**Aim:** Copy the listing below line for line, keeping every character and tab unchanged.

**Records shown:**

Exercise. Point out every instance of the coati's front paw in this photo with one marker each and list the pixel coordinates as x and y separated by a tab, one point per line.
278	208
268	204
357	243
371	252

**Result of this exercise:**
Exercise. Point out every instance of the coati's front paw in this photo with one marker each and list the pixel coordinates as x and y separated by a tab, one point per line.
278	208
268	204
357	243
371	252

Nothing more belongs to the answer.